▶ _What you have to do_:
Would it be possible to quote, exactly and in full, the lines from the one with "dark blurred background." through the end of the entries below?
··· Working data
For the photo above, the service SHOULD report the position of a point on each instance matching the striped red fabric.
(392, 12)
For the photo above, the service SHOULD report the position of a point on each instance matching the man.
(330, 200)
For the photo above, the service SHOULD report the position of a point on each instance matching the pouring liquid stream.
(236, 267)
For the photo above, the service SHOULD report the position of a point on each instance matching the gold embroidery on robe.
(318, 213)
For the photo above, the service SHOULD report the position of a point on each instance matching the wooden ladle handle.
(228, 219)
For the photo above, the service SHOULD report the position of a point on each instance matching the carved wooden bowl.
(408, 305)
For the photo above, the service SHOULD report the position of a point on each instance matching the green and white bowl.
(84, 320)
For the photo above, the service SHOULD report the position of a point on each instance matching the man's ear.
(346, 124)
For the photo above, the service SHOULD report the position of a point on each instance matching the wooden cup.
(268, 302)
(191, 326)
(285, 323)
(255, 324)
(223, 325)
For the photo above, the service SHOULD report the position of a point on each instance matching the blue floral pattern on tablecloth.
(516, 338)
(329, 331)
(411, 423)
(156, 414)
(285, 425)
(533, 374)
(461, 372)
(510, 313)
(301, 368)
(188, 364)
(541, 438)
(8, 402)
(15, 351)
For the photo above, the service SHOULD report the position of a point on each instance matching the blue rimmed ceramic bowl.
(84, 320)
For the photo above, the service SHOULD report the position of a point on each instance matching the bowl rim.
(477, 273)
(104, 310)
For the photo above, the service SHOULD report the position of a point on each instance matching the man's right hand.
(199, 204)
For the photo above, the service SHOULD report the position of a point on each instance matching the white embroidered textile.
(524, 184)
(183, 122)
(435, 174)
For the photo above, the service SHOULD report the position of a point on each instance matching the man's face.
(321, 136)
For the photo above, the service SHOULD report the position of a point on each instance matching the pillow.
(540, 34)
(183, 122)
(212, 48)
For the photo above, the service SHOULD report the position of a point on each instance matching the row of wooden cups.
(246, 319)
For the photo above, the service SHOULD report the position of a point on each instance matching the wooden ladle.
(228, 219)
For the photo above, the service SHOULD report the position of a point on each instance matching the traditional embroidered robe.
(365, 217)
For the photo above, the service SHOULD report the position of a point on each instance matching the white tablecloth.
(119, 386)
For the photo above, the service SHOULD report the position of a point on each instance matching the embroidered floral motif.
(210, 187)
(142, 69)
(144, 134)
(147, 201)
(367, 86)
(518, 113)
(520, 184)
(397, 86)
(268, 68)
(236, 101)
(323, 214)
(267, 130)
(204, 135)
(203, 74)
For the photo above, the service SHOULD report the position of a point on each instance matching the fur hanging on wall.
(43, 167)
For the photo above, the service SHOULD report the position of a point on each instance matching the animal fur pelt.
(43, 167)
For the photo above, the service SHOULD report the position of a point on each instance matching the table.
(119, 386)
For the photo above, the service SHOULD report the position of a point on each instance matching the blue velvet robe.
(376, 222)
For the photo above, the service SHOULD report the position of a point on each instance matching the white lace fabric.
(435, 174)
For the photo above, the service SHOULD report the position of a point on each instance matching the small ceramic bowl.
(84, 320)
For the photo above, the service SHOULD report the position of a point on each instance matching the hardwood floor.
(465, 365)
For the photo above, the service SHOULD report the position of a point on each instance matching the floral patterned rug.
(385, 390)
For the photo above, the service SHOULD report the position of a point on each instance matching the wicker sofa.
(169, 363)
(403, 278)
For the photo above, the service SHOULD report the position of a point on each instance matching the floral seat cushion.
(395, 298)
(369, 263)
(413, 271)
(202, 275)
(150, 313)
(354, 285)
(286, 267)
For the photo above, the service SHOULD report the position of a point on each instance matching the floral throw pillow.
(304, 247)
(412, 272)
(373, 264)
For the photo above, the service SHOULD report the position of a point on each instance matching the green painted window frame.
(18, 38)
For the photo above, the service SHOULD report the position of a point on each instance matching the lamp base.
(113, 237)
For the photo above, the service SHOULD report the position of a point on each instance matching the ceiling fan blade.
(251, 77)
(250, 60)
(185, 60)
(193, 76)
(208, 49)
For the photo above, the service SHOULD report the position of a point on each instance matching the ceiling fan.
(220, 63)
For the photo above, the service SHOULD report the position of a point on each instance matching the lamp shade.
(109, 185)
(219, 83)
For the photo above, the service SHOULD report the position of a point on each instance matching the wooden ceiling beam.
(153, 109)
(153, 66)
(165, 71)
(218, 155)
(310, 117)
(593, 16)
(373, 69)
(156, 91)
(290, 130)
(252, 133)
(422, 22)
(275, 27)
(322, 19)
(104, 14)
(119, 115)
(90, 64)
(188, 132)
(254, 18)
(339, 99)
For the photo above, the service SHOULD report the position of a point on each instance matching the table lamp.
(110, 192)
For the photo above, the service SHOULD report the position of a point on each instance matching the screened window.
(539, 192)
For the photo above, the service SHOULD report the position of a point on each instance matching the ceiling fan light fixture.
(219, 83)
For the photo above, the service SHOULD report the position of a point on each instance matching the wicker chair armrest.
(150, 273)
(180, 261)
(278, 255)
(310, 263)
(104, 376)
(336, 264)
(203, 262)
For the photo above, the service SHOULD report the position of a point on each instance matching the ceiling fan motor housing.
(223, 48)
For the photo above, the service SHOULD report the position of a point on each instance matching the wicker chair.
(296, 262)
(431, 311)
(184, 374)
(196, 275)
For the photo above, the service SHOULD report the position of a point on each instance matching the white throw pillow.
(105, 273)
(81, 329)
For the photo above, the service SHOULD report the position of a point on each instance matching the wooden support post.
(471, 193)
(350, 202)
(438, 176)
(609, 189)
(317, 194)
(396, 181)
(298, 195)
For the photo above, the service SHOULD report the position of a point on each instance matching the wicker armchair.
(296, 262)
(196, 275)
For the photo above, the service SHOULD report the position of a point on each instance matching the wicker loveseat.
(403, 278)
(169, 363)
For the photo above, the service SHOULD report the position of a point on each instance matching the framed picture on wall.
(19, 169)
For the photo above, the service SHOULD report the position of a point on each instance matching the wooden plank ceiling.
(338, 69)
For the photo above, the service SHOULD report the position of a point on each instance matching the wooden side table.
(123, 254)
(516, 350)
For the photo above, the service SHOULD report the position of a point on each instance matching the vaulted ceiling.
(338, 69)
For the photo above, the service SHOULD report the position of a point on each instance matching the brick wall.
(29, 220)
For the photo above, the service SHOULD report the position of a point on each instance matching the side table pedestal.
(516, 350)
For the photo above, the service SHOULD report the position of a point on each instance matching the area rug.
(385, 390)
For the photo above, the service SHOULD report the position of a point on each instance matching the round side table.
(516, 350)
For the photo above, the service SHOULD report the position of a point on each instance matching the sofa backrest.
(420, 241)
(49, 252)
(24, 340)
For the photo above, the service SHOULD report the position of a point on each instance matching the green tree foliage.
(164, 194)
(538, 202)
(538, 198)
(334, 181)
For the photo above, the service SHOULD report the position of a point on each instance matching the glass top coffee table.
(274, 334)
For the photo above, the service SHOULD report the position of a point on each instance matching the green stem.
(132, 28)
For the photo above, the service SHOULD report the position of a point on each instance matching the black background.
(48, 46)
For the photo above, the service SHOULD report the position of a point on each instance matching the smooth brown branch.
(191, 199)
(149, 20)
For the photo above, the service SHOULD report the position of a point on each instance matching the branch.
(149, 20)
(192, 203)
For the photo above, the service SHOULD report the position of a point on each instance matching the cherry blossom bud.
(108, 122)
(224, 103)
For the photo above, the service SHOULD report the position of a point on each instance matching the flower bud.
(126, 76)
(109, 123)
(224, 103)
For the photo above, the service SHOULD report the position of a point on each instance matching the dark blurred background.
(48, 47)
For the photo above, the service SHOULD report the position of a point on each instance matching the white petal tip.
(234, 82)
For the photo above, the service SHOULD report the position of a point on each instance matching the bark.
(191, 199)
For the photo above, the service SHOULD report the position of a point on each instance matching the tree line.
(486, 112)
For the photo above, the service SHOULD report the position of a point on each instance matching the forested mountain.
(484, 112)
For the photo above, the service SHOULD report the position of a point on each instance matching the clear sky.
······
▶ _Output for this task_:
For the photo above, the service SHOULD report the position of a point on each instance matching the dark blurred background.
(48, 47)
For the photo above, the service SHOULD report the position of a point on each instance matching the white petal tip.
(234, 82)
For the photo above, the service SHOULD report the position of a point on each instance matching the bark.
(191, 199)
For the photo above, the service SHOULD report the position of a point on each instance matching the tree line.
(486, 112)
For the photo above, the service SHOULD report the position of a point on each instance matching the forested mountain.
(484, 112)
For the photo above, the service SHOULD report the position of a point on each instance matching the clear sky.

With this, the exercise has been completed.